───── DATASET RECORDS

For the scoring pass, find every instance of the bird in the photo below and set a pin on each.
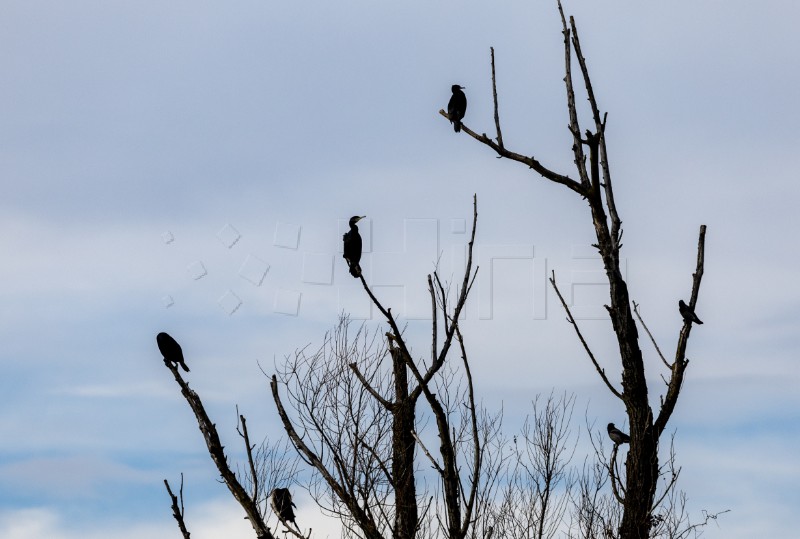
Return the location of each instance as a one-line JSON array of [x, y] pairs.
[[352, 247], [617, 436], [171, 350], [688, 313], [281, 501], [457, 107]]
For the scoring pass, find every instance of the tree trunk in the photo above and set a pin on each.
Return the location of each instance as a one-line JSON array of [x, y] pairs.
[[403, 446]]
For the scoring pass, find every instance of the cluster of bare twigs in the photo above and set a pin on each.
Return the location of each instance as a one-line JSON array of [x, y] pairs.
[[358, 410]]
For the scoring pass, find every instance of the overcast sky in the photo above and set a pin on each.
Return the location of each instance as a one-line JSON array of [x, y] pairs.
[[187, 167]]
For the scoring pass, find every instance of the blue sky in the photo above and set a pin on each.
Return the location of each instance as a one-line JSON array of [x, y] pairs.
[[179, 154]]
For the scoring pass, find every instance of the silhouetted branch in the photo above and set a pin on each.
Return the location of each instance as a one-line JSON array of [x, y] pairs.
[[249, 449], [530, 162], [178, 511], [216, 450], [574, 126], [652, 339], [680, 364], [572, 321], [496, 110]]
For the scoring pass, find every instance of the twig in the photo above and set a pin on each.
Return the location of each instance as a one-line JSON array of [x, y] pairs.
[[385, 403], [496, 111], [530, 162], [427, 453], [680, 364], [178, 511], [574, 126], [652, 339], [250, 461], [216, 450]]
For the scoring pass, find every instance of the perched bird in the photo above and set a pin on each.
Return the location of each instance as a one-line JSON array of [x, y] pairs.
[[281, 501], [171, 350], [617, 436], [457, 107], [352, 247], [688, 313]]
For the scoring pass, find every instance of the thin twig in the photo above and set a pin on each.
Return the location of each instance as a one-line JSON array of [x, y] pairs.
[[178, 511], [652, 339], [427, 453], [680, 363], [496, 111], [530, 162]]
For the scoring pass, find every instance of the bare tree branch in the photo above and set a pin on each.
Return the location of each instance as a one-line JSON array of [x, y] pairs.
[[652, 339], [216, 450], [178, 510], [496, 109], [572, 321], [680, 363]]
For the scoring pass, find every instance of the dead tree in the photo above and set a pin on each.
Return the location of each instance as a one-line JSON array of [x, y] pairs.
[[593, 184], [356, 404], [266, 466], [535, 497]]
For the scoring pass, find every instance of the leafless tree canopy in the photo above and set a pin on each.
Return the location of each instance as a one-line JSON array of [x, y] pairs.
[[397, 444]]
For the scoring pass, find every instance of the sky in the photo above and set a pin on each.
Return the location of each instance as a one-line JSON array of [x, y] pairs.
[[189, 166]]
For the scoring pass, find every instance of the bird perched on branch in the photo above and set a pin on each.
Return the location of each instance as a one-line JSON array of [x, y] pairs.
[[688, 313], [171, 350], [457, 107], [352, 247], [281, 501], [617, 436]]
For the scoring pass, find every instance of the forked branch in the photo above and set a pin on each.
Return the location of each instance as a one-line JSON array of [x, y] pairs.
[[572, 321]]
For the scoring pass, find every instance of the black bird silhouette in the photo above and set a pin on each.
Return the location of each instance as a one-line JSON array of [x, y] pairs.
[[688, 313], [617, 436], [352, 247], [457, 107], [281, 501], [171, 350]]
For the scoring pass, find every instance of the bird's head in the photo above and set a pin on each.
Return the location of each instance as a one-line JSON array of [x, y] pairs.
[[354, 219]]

──────────

**WORK TO COMPLETE**
Update all of the data above by replacing "set a pin on each" with "mark each one" wherever it occurs, keeping everything else unchanged. Leave the pictures out of your answer.

**RESULT**
For the scoring pass, find every instance of the bird in the photo below and mark each one.
Return the location of each instance as a one-line JSON array of [x, y] pairs.
[[352, 247], [617, 436], [171, 350], [688, 313], [281, 501], [457, 107]]
For the scoring pass, find every instance of the tree trunk in the photo above and mark each one.
Return the location of each instance as a one-line JSON array of [x, y] pairs.
[[403, 446]]
For the scoring pass, find every instance of the cluster of bare twigs in the photo above and mark each one.
Return the location of each instance as a one-line JSON array of [x, y] pairs.
[[358, 410]]
For the scoring pass, find every instance of the overcast sky in the photo above and mark each one.
Return the location of each instance as a one-line JSON array of [x, y] pairs.
[[187, 167]]
For the scoring pass, find every instance of the blue sky in the photo above and mark each one.
Return the location of each instance as a one-line JSON array of [x, y] pairs.
[[179, 154]]
For the scoring pass, find every instance of the silhouetted branch in the photo above and mark each one.
Return the location of each instance as a one-line JSON array of [x, y] pairs.
[[249, 449], [530, 162], [178, 511], [216, 450], [574, 126], [652, 339], [680, 364], [572, 321], [496, 110]]
For the scoring pass, find every instance of the twig in the photo above and mark each one.
Return the location of each instance as a one-line JSON array of [x, y] pairs.
[[385, 403], [496, 111], [530, 162], [427, 453], [680, 364], [178, 511], [574, 126], [652, 339], [250, 461], [216, 450]]
For the scoring pass, find every instance of the perched bird in the photo above and mark each one.
Return the location of each instance as a one-line JSON array of [x, y] pairs.
[[281, 501], [171, 350], [617, 436], [457, 107], [352, 247], [688, 313]]
For the scoring pass, find every instance of the thin twig in the photo above and mark each one.
Return the location of each instance as a one-line JSON array of [x, y] pairs.
[[178, 511], [652, 339], [427, 453], [680, 363], [496, 111], [530, 162]]
For the scoring pass, find every instance of the bare tree branch in the photo above and mark each one.
Return the location of each instance as a one-line JSON array of [x, y] pairs.
[[652, 339], [216, 450], [178, 510], [496, 109], [572, 321], [680, 363]]
For the scoring pass, find every instance of the dead tree in the photo above and mark each one.
Return the location of each instance as a one-line JSON array of [x, y] pairs.
[[593, 184], [356, 404], [266, 466], [535, 497]]
For the scoring pass, find every instance of the leafless tree canopy in the photo above and mark each one.
Return the location of each instance as a one-line JSON array of [x, y] pairs.
[[397, 444]]
For the scoring pass, find every instance of the sky in the photo above and mark each one.
Return the location of each instance as a one-line JSON array of [x, y] pairs.
[[189, 166]]
For the scoring pass, find every instance of the bird perched on branch in the photo above and mark each one.
Return the location of each instance as a one-line JSON array of [x, y] pairs.
[[688, 313], [171, 350], [457, 107], [352, 247], [281, 501], [617, 436]]
For the scoring pass, find every instance of the forked branch in the photo above and mark each one.
Return the location of each instance as a one-line JSON array of [x, y] pairs.
[[572, 321]]
For the scoring pass, find every instance of the black bird silhouette in the photo above and mark each one.
Return the location of each instance as a one-line JSON array of [x, y] pairs.
[[688, 313], [617, 436], [352, 247], [457, 107], [281, 501], [171, 350]]
For the scoring pass, find every instance of the bird's head in the photo above and mark each one.
Return the location of each instance as a one-line JSON array of [x, y] pairs.
[[354, 219]]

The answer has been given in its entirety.